### Problem:
Only the lines from the one with "Locate the man" to the end of the records are wanted, each repeated exactly, both ends included.

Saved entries
>>

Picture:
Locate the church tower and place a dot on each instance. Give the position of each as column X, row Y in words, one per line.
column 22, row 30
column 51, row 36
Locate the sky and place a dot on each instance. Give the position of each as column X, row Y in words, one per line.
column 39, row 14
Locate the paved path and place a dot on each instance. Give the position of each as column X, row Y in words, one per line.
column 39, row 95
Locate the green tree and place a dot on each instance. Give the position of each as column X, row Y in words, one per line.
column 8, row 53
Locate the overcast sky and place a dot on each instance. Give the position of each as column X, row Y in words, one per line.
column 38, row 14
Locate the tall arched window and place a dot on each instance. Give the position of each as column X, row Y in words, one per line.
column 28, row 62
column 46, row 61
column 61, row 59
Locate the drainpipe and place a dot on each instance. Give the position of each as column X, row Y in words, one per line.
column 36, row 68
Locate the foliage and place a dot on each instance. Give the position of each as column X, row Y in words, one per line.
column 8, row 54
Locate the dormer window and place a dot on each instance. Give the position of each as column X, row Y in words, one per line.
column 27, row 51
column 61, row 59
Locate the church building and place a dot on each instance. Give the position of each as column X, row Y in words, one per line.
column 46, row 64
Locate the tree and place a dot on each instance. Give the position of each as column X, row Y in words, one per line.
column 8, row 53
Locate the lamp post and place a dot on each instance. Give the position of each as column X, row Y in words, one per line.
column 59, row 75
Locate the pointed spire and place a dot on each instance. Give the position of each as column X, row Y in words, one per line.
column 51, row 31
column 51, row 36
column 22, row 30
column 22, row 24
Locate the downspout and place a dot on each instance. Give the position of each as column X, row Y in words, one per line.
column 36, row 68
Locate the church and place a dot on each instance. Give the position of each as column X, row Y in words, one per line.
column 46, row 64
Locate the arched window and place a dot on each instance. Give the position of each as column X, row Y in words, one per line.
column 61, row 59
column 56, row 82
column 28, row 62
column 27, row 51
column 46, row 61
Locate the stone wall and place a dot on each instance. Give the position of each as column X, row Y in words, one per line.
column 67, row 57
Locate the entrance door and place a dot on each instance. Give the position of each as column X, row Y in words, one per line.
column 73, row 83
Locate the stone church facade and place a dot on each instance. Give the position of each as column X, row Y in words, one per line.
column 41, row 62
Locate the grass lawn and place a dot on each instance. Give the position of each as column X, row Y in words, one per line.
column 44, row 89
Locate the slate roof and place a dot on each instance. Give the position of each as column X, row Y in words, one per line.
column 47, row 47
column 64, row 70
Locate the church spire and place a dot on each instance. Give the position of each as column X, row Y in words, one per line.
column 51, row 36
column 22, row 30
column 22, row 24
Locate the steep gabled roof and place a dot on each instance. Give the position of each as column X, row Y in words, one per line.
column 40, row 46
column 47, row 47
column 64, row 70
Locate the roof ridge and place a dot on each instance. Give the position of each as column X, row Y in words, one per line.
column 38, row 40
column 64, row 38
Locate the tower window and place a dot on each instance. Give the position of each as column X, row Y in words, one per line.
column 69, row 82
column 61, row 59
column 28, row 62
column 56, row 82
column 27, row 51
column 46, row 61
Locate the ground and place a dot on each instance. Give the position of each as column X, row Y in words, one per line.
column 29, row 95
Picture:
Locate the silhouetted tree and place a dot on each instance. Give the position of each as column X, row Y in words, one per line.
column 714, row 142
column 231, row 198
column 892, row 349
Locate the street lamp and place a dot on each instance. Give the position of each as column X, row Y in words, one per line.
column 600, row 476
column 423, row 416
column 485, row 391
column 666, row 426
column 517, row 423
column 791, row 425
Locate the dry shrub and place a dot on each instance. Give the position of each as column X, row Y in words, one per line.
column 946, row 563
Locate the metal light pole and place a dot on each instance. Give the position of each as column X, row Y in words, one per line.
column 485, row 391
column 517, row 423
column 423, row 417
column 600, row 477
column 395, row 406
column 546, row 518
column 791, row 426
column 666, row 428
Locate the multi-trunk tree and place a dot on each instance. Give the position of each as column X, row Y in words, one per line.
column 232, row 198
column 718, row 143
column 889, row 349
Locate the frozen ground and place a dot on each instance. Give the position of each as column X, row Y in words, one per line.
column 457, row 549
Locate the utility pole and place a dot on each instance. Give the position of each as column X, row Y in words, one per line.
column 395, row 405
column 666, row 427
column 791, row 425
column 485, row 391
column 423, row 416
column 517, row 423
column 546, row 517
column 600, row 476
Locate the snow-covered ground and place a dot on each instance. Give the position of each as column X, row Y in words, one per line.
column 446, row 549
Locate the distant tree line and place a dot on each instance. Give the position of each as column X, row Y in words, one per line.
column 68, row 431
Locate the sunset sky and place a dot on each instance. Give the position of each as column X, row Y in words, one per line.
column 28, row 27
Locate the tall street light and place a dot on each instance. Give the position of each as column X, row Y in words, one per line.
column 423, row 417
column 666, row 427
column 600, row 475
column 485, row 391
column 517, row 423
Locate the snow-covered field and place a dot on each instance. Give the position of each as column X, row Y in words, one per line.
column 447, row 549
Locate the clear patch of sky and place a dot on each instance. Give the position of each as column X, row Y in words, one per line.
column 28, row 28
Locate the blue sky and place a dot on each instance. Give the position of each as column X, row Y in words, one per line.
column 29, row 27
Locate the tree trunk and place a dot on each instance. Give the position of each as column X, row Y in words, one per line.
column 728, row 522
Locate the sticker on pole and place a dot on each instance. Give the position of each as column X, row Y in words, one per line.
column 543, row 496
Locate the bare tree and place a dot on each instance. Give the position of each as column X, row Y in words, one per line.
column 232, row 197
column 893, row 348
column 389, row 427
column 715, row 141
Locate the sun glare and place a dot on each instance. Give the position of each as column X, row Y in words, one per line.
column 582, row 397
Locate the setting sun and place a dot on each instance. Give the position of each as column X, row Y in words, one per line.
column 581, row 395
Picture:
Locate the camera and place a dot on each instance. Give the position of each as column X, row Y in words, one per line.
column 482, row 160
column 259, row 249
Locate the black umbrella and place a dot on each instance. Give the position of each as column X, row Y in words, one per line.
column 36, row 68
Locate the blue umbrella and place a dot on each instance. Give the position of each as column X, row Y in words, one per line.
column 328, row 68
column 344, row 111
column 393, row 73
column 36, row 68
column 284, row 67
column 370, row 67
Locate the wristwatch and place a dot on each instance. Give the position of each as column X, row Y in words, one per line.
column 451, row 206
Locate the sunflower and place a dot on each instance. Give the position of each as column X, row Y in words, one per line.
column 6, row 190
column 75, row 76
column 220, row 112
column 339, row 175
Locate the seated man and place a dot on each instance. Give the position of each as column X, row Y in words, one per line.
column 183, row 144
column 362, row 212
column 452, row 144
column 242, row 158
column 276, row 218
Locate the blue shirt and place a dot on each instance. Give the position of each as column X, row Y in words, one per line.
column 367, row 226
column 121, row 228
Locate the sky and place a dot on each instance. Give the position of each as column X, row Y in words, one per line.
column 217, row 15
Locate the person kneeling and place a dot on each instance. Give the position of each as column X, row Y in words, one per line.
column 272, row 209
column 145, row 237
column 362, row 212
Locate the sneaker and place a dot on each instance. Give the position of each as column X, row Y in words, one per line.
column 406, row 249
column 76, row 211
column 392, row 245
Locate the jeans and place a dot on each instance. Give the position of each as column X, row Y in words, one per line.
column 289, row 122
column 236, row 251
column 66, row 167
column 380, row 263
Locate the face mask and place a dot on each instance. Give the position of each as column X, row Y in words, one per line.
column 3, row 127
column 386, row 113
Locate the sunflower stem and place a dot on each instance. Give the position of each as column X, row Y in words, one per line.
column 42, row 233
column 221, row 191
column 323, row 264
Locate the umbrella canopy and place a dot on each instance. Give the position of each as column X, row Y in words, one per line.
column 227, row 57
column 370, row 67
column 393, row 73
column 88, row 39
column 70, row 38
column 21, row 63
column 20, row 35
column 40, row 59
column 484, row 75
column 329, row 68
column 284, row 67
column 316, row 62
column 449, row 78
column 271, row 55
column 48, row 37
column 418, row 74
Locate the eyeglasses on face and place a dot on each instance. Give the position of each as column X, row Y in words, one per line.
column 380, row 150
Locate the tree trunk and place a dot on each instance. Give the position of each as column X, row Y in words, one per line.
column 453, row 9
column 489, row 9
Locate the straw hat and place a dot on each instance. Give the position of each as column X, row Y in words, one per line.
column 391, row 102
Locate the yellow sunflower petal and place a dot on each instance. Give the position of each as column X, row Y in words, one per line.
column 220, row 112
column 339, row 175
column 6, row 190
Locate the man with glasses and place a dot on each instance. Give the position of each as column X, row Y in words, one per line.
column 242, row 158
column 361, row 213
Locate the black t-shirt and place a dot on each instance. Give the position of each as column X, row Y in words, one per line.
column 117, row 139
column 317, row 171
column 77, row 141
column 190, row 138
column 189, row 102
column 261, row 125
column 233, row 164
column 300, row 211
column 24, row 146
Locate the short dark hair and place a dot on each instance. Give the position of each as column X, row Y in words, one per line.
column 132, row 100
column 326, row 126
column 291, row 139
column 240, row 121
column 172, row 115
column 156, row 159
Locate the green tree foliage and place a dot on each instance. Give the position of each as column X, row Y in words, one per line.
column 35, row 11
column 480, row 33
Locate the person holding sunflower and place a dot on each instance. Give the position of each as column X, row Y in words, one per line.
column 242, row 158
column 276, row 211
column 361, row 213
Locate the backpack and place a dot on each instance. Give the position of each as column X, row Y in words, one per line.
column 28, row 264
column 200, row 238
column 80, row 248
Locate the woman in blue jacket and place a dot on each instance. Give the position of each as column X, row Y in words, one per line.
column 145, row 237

<<

### Exercise response:
Locate the man with glasses and place a dot on each instance. Give the position of each as column X, row Y in words, one per line.
column 242, row 158
column 361, row 213
Locate the black t-shirt and place a dot on each instance. Give the position of each as column X, row Y in words, one per line.
column 117, row 139
column 317, row 171
column 77, row 141
column 190, row 138
column 189, row 102
column 261, row 125
column 233, row 164
column 300, row 211
column 24, row 146
Locate the short dark hair and place a dot on each instance. Give the position of each as column X, row Y in words, one per line.
column 132, row 100
column 326, row 126
column 291, row 139
column 240, row 121
column 172, row 115
column 156, row 159
Locate the green tree foliage and place a dot on each instance. Give the position of each as column X, row Y in words, one per line.
column 35, row 11
column 480, row 33
Locate the person holding sunflower and place a dot on each instance. Give the position of each as column X, row Y in words, one per line.
column 242, row 158
column 276, row 211
column 361, row 213
Locate the backpack and place a dot on each instance. Give the position of each as column X, row Y in words, one per line.
column 28, row 264
column 200, row 238
column 80, row 248
Locate the woman in blue jacket and place a dot on each instance. Give the position of each as column X, row Y in words, one per line.
column 145, row 237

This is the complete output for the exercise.